TEXT FOR ANALYSIS:
◆ ◆ ◆ ◆ ◆
For example, in horizontal gene transfer, which occurs in bacteria, upon receipt of any portion of the genome of a bacterium from the outside, bacteria should a priori “know” where such a piece can be built in and under what circumstances it can be useful. If such knowledge is absent, then it does not matter what the source is of such a piece, be it another species or some random process.

Thus, the paradox of enumeration of variants in coding systems is as follows: of course, the molecular mechanisms of exaptation, block coding, horizontal gene transfer, etc. work (and could exist, apparently, during the early stages of the evolution), but for their operation, a priori information (i.e., existed before the synthesis of molecular machines) is indispensable. The modern theory of evolution does not imply that any such information should exist. If we assume that such information exists, then the question of where it is stored arises, as any information needs to have a physical carrier. On the other hand, information about the changes of genes cannot be stored in the genes themselves. The question of the mechanisms of storage and processing of such information remains open.

Discussion. Possible Directions of Solving Paradoxes

We emphasize that without solutions to these proposed paradoxes, known forms of life could have not arisen and would not function at all. Indeed, in this case, the reactions between biologically important molecules would lead with overwhelming probability to the formation of “parasitic” structures, the effectiveness (the ability to perform useful work) of which would be vanishingly small. On the other hand, the replication of such a system would not lead to the emergence of new types of replicators, i.e., their evolution would be impossible.
◆ ◆ ◆ ◆ ◆
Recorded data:

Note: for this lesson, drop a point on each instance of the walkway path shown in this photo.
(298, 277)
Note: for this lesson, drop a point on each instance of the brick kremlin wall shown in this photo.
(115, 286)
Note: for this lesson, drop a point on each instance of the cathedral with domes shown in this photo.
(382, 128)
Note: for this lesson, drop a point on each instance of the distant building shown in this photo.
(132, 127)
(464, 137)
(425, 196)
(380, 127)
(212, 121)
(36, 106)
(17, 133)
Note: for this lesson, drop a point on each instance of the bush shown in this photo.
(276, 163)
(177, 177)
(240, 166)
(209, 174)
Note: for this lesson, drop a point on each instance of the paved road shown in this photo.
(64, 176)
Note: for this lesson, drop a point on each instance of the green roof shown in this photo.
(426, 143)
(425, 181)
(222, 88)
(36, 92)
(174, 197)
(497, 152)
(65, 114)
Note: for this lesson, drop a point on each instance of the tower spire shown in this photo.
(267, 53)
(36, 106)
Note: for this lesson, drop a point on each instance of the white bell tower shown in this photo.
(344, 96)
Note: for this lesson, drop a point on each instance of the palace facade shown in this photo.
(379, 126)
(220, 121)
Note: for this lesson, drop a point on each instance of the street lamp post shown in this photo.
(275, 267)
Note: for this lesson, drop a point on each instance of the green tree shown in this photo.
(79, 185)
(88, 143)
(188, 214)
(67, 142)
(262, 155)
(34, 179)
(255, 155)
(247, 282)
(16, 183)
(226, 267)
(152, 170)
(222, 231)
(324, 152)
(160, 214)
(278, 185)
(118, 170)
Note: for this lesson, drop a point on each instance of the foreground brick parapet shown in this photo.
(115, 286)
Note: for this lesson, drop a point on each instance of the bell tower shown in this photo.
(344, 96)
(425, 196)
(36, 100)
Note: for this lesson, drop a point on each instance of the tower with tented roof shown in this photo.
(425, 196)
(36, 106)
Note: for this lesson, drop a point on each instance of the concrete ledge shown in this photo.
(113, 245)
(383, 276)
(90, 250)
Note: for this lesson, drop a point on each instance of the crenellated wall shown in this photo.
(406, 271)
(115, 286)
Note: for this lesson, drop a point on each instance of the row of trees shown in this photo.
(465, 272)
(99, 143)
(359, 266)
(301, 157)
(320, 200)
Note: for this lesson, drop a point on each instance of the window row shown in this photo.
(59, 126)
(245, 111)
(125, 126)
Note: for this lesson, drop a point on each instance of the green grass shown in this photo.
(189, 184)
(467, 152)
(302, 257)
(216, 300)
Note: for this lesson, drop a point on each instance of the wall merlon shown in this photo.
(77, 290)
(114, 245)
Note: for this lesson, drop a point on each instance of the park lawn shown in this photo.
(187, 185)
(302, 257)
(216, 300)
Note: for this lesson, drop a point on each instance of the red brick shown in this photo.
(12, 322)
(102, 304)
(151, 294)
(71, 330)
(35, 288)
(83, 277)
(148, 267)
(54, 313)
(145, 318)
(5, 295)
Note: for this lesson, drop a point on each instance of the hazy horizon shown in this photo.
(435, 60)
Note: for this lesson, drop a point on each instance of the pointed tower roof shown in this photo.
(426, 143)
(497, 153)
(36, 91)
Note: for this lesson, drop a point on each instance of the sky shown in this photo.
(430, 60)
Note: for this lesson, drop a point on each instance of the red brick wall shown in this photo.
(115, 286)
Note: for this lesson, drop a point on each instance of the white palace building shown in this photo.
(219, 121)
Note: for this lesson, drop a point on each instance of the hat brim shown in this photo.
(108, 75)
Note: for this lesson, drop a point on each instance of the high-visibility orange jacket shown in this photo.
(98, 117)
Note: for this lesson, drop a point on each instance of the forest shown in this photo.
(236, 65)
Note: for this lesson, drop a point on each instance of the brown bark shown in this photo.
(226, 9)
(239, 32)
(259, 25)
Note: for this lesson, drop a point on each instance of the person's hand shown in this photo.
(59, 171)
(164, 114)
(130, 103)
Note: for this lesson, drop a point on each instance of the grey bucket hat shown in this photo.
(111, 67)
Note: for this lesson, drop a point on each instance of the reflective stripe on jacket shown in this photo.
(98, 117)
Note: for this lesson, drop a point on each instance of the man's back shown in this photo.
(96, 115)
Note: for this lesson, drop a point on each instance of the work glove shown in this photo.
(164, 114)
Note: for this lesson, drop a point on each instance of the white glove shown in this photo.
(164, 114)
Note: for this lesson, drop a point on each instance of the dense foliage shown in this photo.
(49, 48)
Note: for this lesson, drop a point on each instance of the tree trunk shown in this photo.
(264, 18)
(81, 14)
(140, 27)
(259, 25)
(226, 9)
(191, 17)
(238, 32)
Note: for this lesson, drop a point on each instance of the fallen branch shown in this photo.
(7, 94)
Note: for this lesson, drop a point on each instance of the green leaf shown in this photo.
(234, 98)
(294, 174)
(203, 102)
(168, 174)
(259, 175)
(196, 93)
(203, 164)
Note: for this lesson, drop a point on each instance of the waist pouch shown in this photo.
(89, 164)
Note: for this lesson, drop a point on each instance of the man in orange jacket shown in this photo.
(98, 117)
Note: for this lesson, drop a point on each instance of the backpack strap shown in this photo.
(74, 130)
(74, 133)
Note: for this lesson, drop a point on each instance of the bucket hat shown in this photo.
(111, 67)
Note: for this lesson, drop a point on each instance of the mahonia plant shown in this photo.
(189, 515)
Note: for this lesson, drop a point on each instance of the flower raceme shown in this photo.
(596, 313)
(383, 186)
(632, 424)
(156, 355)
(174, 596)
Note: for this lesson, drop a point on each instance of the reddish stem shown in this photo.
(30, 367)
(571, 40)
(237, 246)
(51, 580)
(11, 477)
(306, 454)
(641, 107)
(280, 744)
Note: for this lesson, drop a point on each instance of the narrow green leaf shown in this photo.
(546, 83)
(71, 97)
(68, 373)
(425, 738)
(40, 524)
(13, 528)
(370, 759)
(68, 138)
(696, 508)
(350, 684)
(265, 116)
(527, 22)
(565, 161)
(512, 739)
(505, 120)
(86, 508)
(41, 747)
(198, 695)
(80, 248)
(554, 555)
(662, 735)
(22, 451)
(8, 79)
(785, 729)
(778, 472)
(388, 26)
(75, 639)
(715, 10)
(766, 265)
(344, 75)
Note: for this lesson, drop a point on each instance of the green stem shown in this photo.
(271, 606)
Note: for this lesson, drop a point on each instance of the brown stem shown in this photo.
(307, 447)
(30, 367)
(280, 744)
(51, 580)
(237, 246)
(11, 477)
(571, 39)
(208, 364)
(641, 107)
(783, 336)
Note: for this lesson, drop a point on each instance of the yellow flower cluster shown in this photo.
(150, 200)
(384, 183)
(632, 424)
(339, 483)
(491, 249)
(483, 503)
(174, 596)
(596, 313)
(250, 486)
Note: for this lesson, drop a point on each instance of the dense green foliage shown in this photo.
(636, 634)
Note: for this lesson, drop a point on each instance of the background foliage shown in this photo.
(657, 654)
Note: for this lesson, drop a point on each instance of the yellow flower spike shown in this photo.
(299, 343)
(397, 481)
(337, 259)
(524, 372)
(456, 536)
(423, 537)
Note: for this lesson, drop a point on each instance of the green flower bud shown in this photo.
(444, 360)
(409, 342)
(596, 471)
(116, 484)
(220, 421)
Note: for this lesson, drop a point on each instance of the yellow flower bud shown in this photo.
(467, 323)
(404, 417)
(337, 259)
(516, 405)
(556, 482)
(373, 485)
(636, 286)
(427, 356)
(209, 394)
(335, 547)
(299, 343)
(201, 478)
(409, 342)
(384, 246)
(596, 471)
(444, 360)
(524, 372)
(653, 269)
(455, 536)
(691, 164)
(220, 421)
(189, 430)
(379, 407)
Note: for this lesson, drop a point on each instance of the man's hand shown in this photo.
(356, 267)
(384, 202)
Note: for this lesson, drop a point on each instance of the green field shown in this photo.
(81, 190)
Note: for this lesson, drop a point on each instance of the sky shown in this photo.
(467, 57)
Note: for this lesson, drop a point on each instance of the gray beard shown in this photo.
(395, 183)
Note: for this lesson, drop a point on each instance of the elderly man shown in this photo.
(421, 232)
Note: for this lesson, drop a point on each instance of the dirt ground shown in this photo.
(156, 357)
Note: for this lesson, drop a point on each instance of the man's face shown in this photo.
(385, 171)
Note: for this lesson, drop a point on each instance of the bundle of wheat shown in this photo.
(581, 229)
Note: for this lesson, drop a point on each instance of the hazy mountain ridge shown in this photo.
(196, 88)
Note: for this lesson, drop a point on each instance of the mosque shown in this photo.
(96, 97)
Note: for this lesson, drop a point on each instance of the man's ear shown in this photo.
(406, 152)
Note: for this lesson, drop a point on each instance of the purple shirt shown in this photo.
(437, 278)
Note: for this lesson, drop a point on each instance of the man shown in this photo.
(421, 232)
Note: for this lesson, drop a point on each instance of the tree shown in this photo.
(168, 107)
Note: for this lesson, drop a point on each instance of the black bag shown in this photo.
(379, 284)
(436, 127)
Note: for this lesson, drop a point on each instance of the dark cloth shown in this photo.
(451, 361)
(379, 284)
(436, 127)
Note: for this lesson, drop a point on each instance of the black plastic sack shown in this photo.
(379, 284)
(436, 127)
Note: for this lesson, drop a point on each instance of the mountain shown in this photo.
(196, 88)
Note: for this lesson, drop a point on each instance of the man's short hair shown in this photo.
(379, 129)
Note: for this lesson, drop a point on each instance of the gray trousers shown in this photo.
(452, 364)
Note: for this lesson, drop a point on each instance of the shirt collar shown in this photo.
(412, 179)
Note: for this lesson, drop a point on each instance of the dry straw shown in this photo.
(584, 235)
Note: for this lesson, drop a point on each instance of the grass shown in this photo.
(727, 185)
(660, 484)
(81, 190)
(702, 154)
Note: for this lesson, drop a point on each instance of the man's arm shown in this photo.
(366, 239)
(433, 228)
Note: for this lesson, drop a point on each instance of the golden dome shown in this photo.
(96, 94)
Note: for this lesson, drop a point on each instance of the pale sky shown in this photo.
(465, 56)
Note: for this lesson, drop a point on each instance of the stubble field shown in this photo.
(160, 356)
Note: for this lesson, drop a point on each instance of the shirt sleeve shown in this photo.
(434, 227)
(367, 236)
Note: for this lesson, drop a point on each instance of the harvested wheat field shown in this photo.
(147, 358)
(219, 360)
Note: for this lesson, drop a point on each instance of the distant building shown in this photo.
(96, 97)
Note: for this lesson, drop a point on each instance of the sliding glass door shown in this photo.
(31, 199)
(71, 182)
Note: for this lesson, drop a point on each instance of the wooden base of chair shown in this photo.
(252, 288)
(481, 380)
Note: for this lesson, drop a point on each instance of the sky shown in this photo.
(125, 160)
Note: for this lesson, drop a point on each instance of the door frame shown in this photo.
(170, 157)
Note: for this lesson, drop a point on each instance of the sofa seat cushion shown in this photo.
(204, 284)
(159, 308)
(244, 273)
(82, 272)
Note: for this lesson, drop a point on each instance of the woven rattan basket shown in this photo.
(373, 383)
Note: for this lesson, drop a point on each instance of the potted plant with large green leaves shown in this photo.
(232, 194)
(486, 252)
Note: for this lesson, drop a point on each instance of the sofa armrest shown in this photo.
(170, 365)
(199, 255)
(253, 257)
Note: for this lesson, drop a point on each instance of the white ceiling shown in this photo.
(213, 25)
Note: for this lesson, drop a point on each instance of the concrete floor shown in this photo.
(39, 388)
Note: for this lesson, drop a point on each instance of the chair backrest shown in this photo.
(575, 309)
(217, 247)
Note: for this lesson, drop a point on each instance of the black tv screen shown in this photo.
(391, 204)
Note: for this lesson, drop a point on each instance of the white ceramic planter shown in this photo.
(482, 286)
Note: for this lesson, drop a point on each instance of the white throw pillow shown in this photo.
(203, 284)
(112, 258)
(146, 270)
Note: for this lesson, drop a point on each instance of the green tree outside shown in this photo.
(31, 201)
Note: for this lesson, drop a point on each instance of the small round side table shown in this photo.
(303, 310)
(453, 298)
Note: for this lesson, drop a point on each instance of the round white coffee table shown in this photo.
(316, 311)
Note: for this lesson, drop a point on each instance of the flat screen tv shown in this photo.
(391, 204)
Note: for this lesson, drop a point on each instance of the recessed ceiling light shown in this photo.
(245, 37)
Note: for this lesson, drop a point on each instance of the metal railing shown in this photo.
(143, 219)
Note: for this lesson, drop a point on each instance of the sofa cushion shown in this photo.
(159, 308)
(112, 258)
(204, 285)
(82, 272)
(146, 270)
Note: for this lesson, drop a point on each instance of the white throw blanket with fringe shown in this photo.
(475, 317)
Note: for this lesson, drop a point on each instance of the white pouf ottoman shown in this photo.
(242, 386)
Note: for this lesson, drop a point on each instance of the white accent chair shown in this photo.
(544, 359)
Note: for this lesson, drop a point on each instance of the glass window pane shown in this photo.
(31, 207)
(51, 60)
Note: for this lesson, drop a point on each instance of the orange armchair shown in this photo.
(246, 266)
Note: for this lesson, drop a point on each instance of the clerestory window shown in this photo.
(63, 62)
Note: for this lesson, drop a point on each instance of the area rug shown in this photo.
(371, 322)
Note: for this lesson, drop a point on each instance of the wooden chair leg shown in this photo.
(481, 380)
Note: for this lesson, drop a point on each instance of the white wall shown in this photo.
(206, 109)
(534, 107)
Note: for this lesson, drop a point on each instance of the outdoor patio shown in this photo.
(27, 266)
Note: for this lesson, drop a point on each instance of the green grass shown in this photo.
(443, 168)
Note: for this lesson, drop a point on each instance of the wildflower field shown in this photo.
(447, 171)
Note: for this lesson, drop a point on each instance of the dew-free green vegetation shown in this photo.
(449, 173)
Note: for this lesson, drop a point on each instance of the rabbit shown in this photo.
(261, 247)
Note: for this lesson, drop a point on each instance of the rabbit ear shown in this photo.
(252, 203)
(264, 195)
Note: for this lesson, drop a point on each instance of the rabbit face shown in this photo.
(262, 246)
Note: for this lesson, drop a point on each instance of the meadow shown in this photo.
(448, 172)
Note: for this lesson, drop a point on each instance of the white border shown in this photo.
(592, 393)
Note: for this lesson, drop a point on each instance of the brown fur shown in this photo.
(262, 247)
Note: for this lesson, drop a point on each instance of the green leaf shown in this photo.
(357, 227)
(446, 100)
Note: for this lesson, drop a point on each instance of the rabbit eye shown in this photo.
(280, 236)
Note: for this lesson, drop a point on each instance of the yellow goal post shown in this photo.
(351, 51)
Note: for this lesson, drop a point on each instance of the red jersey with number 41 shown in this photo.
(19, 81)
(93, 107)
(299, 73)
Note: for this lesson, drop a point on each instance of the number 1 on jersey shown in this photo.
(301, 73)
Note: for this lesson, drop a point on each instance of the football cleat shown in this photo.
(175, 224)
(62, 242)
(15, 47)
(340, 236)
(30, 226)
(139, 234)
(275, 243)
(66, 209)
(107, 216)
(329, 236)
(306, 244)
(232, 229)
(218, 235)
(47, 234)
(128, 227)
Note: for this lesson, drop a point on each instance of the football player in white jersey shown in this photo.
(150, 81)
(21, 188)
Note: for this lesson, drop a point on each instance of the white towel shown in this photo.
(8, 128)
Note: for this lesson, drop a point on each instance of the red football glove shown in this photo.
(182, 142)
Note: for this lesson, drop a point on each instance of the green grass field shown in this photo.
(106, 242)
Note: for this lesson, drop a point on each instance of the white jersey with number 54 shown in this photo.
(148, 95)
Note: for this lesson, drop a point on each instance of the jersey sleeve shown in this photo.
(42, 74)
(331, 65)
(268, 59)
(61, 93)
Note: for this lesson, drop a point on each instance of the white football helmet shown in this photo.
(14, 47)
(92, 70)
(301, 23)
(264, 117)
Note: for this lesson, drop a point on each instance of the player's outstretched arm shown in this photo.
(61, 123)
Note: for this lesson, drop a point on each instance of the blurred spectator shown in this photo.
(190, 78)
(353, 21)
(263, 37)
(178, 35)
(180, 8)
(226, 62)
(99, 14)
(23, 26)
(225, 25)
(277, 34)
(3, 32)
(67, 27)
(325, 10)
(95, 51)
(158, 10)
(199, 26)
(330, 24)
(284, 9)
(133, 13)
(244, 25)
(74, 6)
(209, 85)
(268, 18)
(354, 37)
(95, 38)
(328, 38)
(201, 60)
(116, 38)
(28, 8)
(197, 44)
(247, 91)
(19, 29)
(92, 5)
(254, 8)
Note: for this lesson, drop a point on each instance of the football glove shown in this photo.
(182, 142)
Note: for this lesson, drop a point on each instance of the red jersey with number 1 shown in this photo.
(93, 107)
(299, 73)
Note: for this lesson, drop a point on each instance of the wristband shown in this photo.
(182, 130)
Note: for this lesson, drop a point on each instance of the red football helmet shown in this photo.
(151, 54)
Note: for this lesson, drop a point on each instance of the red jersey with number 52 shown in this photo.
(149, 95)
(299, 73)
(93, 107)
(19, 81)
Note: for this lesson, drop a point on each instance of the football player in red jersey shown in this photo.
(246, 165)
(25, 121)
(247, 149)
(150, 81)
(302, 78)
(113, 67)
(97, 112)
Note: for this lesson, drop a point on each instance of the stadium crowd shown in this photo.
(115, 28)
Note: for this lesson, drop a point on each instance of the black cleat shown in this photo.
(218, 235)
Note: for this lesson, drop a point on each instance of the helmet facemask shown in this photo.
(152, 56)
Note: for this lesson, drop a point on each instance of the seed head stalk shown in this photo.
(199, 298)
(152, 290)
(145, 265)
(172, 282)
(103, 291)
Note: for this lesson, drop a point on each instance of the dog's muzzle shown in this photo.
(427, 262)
◆ ◆ ◆ ◆ ◆
TASKS FOR THIS EXERCISE:
**1.** In the passage on evolutionary paradoxes, list the molecular mechanisms that the sentence beginning "Thus, the paradox of enumeration" names explicitly.
**2.** Retype everything in the passage on evolutionary paradoxes from "Thus, the paradox" down to "information remains open.".

REPLIES:
**1.** exaptation, block coding, horizontal gene transfer

**2.**
Thus, the paradox of enumeration of variants in coding systems is as follows: of course, the molecular mechanisms of exaptation, block coding, horizontal gene transfer, etc. work (and could exist, apparently, during the early stages of the evolution), but for their operation, a priori information (i.e., existed before the synthesis of molecular machines) is indispensable. The modern theory of evolution does not imply that any such information should exist. If we assume that such information exists, then the question of where it is stored arises, as any information needs to have a physical carrier. On the other hand, information about the changes of genes cannot be stored in the genes themselves. The question of the mechanisms of storage and processing of such information remains open.